------ SOURCE MATERIAL ------
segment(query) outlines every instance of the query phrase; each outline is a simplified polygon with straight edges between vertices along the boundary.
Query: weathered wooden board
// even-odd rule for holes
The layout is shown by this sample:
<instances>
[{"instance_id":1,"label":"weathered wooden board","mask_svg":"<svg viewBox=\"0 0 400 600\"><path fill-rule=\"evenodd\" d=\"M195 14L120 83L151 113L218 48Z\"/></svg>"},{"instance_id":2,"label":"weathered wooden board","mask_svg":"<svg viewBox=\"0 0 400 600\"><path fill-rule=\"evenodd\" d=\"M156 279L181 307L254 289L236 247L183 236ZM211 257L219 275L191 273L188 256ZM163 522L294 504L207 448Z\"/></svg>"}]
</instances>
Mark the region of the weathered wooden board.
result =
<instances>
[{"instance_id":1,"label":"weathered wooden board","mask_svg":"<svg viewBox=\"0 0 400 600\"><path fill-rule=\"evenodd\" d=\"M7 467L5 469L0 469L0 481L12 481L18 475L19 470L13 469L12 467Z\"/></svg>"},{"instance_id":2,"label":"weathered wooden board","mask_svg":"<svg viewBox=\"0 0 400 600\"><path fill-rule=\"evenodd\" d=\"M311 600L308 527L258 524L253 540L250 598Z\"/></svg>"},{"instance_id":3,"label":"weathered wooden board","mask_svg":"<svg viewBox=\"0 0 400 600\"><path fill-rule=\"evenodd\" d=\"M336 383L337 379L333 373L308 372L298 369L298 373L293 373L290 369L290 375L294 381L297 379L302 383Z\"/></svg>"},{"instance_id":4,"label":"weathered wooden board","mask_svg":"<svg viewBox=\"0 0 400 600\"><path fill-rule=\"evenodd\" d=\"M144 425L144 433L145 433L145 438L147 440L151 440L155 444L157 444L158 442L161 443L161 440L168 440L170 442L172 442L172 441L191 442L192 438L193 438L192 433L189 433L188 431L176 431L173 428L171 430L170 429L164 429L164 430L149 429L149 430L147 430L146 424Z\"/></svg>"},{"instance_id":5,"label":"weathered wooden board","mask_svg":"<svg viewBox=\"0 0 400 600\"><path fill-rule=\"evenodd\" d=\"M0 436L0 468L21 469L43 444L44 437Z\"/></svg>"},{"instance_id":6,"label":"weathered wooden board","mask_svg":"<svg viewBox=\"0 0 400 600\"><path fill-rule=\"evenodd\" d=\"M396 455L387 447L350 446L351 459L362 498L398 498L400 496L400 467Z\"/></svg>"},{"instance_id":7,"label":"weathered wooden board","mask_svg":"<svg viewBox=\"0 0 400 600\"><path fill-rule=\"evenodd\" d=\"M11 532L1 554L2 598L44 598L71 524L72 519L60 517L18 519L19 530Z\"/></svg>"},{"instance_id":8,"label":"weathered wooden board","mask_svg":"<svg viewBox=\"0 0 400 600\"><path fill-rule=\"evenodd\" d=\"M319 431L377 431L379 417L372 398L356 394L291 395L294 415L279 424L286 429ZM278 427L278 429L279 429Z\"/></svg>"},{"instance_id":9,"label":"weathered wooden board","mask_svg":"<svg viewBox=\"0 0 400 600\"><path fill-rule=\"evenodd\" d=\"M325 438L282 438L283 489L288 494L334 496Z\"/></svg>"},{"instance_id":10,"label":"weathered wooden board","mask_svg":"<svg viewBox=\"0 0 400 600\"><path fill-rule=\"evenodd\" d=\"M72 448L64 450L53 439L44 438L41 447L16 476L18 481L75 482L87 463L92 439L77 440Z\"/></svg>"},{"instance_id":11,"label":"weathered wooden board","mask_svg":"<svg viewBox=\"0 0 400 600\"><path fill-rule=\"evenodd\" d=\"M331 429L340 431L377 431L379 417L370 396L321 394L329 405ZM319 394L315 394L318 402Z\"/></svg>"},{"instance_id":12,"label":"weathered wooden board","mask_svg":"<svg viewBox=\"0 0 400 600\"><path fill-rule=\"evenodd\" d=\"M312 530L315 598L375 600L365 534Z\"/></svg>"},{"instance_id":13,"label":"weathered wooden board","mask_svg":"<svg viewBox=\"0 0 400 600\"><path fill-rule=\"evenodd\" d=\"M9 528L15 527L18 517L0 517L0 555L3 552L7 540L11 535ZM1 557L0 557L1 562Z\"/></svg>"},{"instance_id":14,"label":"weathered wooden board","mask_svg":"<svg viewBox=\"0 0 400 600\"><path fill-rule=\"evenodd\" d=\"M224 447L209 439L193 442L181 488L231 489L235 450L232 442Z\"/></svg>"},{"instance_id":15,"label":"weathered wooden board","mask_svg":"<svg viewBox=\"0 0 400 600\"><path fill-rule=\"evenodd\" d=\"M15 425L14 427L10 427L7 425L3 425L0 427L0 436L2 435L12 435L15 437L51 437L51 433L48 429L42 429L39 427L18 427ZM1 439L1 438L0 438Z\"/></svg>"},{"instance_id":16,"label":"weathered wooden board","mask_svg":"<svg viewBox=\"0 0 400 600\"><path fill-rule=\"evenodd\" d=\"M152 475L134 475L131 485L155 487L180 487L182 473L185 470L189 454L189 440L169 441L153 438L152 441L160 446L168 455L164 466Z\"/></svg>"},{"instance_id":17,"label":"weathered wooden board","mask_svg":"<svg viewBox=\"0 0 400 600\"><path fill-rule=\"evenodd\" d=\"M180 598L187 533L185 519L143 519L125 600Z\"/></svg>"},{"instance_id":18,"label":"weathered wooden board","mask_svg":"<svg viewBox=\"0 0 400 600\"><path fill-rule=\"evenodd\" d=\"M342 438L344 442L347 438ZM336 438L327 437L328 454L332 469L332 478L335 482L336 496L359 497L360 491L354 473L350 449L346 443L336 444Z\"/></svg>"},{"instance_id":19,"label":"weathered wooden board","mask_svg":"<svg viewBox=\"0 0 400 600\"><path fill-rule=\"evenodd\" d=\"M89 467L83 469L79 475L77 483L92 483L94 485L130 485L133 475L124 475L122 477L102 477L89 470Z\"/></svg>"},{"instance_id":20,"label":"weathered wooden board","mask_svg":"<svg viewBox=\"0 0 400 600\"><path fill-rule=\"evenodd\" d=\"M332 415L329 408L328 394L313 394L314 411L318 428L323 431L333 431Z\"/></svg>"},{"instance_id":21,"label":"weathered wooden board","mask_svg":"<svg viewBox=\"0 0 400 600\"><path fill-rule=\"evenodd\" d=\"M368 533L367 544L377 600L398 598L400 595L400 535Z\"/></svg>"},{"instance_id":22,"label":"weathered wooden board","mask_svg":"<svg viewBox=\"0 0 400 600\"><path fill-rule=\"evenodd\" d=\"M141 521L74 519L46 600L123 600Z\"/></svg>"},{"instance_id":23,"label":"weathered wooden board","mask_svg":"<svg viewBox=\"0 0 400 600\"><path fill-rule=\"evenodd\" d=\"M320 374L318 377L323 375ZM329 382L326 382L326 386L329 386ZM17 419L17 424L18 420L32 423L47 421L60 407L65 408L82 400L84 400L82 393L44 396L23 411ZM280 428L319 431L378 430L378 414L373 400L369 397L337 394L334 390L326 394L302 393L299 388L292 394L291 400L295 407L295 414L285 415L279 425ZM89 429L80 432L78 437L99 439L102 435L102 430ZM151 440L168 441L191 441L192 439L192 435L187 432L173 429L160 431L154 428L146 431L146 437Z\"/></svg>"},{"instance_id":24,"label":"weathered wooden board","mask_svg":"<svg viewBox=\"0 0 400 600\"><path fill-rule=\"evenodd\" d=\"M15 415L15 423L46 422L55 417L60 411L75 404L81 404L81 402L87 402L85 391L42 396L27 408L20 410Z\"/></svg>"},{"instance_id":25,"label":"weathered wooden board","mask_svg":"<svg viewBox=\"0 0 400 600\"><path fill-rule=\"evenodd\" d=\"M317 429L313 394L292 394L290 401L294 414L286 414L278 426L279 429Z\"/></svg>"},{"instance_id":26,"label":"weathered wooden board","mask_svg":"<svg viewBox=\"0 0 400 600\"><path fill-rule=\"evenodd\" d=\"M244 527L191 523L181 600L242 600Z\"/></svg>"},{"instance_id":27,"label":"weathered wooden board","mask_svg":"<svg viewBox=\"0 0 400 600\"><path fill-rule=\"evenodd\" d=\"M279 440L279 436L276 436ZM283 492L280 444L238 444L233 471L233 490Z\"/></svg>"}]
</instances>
------
------ SOURCE MATERIAL ------
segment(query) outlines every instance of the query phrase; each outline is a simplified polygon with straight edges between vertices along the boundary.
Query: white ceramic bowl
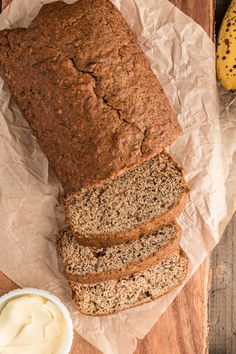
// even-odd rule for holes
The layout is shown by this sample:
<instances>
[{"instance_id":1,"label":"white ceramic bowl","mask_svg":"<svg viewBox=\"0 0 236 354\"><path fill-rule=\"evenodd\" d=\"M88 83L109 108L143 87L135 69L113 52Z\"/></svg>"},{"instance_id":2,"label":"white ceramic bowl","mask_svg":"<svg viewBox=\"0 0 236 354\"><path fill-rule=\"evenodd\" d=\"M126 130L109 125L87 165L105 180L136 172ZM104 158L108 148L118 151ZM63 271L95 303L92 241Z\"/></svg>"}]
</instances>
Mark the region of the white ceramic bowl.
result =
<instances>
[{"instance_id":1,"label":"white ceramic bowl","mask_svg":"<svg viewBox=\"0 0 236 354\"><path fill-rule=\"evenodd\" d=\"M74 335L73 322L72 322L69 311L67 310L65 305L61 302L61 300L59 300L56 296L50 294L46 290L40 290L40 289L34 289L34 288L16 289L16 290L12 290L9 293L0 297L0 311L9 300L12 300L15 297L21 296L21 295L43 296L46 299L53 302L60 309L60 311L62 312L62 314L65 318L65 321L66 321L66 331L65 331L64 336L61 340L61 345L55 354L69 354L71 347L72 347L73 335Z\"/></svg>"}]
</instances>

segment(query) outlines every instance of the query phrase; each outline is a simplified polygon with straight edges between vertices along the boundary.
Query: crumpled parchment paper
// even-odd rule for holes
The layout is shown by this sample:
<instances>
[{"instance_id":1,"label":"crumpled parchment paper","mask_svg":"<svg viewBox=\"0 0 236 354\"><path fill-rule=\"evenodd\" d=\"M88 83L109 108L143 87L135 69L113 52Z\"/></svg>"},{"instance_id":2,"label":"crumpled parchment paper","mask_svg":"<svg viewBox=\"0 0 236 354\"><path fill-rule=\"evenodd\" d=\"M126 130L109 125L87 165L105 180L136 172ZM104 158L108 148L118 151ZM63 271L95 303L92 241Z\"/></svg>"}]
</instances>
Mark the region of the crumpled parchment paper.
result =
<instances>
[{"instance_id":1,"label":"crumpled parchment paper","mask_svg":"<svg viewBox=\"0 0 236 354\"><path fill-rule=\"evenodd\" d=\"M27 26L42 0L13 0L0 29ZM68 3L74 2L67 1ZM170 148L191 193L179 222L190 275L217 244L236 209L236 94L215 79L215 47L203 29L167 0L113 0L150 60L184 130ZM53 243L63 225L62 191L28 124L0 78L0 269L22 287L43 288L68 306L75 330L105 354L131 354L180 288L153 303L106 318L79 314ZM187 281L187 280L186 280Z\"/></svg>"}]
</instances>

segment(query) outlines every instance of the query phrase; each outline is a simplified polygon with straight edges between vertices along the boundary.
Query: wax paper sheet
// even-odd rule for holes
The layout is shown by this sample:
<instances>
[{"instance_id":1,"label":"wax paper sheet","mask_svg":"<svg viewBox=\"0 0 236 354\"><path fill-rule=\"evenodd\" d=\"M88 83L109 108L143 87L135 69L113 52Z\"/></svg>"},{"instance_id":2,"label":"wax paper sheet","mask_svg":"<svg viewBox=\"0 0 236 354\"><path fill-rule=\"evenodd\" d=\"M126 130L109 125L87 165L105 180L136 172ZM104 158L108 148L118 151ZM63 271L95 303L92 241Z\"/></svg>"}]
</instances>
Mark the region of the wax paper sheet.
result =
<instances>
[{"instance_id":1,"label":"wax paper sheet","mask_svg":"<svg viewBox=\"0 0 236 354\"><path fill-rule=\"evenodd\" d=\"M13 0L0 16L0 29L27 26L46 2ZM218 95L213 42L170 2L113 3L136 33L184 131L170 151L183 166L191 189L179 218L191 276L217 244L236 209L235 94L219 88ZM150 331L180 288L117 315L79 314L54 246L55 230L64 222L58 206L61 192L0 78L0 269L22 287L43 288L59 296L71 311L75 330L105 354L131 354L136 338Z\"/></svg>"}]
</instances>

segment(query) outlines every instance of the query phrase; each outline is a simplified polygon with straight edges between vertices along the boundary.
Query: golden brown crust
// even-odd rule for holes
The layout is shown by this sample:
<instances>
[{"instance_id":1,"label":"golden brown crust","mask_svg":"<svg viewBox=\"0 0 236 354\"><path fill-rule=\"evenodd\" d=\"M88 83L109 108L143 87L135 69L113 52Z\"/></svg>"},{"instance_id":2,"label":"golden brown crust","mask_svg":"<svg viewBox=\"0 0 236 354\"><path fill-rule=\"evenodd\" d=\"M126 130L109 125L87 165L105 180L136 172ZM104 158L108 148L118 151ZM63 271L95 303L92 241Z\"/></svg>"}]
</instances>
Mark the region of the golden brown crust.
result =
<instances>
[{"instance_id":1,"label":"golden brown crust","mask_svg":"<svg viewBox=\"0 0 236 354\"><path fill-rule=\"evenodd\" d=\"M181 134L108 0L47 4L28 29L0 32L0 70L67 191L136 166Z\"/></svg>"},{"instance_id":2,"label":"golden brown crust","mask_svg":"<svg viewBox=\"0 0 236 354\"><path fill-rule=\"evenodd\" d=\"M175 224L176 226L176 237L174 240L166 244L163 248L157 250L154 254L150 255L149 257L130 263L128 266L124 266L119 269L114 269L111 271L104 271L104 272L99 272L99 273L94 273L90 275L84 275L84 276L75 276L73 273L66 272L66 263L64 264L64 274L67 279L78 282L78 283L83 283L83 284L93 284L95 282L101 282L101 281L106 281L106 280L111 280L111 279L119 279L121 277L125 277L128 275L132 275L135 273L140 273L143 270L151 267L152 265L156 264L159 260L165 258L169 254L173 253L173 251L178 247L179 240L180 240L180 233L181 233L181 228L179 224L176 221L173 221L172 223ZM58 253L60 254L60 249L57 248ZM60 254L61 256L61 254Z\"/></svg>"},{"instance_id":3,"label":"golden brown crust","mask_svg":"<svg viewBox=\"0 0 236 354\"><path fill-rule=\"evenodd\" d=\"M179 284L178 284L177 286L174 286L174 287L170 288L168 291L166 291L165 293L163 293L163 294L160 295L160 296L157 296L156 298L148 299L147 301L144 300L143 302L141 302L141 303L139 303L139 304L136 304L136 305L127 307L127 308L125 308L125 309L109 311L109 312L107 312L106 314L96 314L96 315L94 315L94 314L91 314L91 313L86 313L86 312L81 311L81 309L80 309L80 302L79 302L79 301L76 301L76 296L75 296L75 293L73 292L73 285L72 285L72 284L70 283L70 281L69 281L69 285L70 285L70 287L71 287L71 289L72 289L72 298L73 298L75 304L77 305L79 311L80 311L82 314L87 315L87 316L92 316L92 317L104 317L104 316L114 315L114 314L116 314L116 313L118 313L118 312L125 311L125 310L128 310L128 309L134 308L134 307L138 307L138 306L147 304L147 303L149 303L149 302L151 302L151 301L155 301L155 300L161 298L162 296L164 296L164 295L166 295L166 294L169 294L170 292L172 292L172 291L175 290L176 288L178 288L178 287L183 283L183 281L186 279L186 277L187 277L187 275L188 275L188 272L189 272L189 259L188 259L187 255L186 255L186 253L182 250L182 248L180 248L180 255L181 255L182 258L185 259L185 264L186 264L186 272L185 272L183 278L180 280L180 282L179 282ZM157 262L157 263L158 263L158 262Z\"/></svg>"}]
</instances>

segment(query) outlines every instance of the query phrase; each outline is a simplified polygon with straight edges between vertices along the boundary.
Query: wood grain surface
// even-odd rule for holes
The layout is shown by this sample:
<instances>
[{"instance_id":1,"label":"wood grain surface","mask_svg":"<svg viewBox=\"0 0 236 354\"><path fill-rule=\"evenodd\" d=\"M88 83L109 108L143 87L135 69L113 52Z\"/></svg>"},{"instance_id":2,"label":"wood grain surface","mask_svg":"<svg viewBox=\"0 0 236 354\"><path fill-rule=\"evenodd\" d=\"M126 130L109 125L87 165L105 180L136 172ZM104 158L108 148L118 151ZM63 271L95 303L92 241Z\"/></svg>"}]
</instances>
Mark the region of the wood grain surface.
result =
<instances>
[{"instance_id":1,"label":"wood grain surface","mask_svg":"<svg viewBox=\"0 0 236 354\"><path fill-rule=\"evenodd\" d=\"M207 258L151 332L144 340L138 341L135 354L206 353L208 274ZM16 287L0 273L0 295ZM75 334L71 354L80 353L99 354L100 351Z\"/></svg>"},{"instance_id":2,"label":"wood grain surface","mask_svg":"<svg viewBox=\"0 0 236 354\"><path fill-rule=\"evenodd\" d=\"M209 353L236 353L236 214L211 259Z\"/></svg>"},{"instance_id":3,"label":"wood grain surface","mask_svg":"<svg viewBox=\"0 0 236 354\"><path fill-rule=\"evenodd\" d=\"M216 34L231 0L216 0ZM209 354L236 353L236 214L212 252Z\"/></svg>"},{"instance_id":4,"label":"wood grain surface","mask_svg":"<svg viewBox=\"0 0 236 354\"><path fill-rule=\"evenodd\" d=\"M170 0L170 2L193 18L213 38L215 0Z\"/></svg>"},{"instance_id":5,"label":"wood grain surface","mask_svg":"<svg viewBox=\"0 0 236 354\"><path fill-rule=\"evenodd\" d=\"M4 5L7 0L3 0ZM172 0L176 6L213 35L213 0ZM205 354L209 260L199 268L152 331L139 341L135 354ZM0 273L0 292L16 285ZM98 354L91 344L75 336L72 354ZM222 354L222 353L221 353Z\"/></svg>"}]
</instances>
------
# WHAT YOU ARE ASKED TO DO
The reply should consist solely of the lines above from the one that has "Query: wood grain surface" through the one that has "Mark the region of the wood grain surface.", reproduced exactly.

# ANSWER BOX
Query: wood grain surface
// even-odd rule for holes
The layout is shown by this sample:
<instances>
[{"instance_id":1,"label":"wood grain surface","mask_svg":"<svg viewBox=\"0 0 236 354\"><path fill-rule=\"evenodd\" d=\"M88 83L109 108L143 87L135 69L113 52Z\"/></svg>"},{"instance_id":2,"label":"wood grain surface","mask_svg":"<svg viewBox=\"0 0 236 354\"><path fill-rule=\"evenodd\" d=\"M126 130L109 125L87 165L105 180L136 172ZM104 158L108 148L118 151ZM63 271L95 303L92 241Z\"/></svg>"}]
</instances>
Mark the region of the wood grain surface.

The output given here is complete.